- [Brano di partenza]:
╔══

Gli aspetti
ludici nella cultura contadina, hanno inizio con la festa dell’ultimo
giorno dell’anno e si protraggono per tutto il periodo del carnevale,
aperto dall’Epifania, per culminare il martedì grasso. Giorno estremo
della licensiosità della festa, che nella cultura popolare viene
rappresentato con la morte di Re-carnevale.
Questo periodo, coincide con il tempo di tregua nei
lavori stagionali della campagna.. spazio temporale ludico,
interpretato con il ribaltamento dei ruoli del quotidiano, del proprio
"status" esistensiale, dell’eterna subalternità.
Grazie
all' Associazione Pro - Loco, al Comune di Pratola
Peligna (Assessorato alla Cultura) ed al determinante
apporto della Sig.ra
Rosa Carducci, è stato possibile realizzare la prima
manifestazione del "Carnevale Morto" del terzo
millennio, 2001.
Da
oltre venticinque anni questa non veniva realizzata,
sembrava che stesse scomparendo definitivamente dalla
memoria collettiva con l'avanzare della
"moderna" società, invece è stata rianimata;
una delle più belle, interessanti e partecipate
manifestazioni che la decaduta "civiltà
contadina" ci
ha lasciato in eredità.
Un
lascito che si vuole rivitalizzare riempiendolo sempre
più di "contenuti" e svilupparlo all'interno
di un percorso di recupero complessivo di
"momenti" significativi tradizionali tipici
della nostra antica comunità; nello spettacolo
all'aperto e di strada, nella goliardia e nello stare
insieme ripristinare ricorrenze che scandivano il tempo
e le stagioni.
Tramandare
ai nostri figli, ormai distratti da "quotidiani
eventi straordinari" un pezzo della nostra seppur
"leggera e povera" tradizione.
Il
rito di Carnevale Morto si sviluppa essenzialmente in un
pubblico processo, si
approfitta di fare della satira bonaria su fatti e avvenimenti
accaduti a personaggi più o meno in vista e caratteristici del
paese, nella
struttura è stato sempre lo stesso con strani
personaggi: il giudice, la corte, i testimoni e
Carnevale che alla fine viene condannato a morte.
Tali
tracce, che risalgono al 1787, sono riportate in una
pubblicazione di Giovanni Pansa che ha per titolo
"Miti, leggende e superstizioni dell'Abruzzo".

╚══

- [Consegna scritta a]: Puoi riprodurre parola per parola tutte le righe dell'elenco qui sotto, tralasciando le immagini?

- [Righe del dataset]:
╔══

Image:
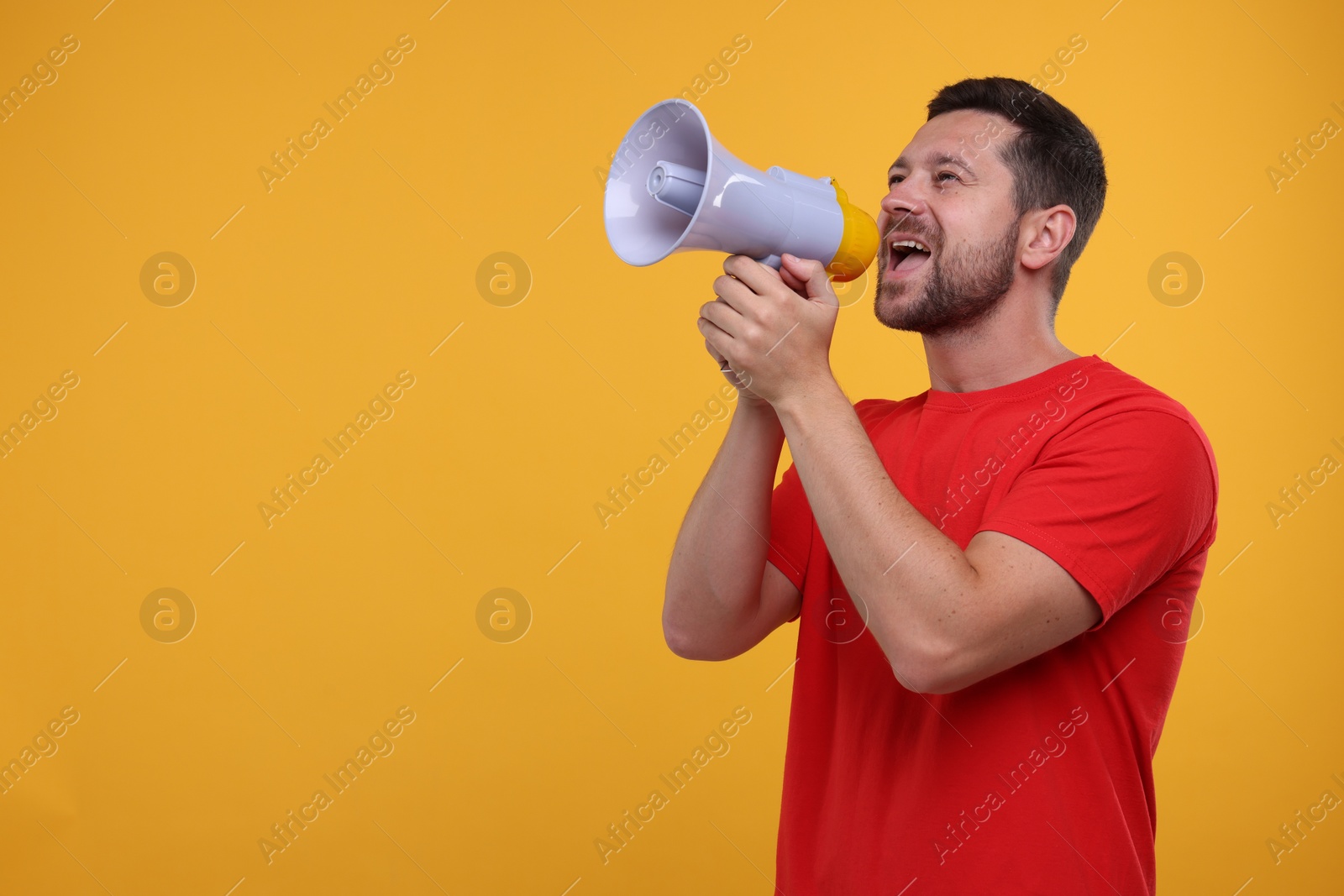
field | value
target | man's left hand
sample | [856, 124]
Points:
[773, 327]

╚══

- [Consegna scritta b]: Puoi restituire, copiato senza alcuna modifica, il tratto del brano sul Carnevale Morto che va da "Questo periodo, coincide" fino a "millennio, 2001."?

- [Risultato esercizio a]:
Image:
field | value
target | man's left hand
sample | [856, 124]
Points:
[773, 327]

- [Risultato esercizio b]:
Questo periodo, coincide con il tempo di tregua nei
lavori stagionali della campagna.. spazio temporale ludico,
interpretato con il ribaltamento dei ruoli del quotidiano, del proprio
"status" esistensiale, dell’eterna subalternità.
Grazie
all' Associazione Pro - Loco, al Comune di Pratola
Peligna (Assessorato alla Cultura) ed al determinante
apporto della Sig.ra
Rosa Carducci, è stato possibile realizzare la prima
manifestazione del "Carnevale Morto" del terzo
millennio, 2001.